* [Directions] Can you copy the entries below word for word, from the first line through the line that contains "[208,410,583,523]"?
--- Items ---
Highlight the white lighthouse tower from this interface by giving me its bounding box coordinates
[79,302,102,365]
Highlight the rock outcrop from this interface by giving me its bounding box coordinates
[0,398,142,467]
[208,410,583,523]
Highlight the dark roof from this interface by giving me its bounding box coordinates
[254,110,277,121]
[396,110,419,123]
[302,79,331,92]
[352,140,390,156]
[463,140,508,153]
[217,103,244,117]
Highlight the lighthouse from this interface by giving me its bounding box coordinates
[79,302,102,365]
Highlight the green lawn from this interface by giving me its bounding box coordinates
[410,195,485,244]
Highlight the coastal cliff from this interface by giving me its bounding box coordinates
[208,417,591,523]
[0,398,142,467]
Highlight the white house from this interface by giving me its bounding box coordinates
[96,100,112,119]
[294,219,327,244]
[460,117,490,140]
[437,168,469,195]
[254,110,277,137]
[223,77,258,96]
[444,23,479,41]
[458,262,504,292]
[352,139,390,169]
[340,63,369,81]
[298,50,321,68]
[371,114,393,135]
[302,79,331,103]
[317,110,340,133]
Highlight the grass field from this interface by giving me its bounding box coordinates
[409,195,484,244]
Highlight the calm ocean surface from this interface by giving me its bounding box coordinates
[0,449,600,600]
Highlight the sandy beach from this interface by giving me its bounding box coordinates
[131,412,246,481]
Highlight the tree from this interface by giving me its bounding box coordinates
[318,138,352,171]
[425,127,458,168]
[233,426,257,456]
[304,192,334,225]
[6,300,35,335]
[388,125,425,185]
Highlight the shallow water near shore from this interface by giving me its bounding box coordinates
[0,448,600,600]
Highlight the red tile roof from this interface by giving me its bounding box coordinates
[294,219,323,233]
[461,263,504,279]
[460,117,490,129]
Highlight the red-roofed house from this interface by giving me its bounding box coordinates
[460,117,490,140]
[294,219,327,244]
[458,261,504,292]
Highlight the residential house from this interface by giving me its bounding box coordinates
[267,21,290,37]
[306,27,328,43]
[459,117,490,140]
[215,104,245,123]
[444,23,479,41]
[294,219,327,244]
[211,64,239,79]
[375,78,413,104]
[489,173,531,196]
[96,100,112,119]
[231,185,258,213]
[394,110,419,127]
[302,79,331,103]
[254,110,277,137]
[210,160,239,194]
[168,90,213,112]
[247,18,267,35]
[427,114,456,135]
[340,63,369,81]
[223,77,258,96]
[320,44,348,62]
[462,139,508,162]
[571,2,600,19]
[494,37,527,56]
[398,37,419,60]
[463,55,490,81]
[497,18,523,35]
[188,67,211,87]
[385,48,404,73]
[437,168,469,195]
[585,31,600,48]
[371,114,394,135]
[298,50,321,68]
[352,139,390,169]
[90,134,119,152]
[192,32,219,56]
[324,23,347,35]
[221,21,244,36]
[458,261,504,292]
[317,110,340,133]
---
* [Right answer]
Highlight the white lighthouse tower from this interface by giving me its bounding box coordinates
[79,302,102,365]
Highlight the rock outcrop from this interface by giving me its bounding box coordinates
[0,398,142,467]
[208,410,583,523]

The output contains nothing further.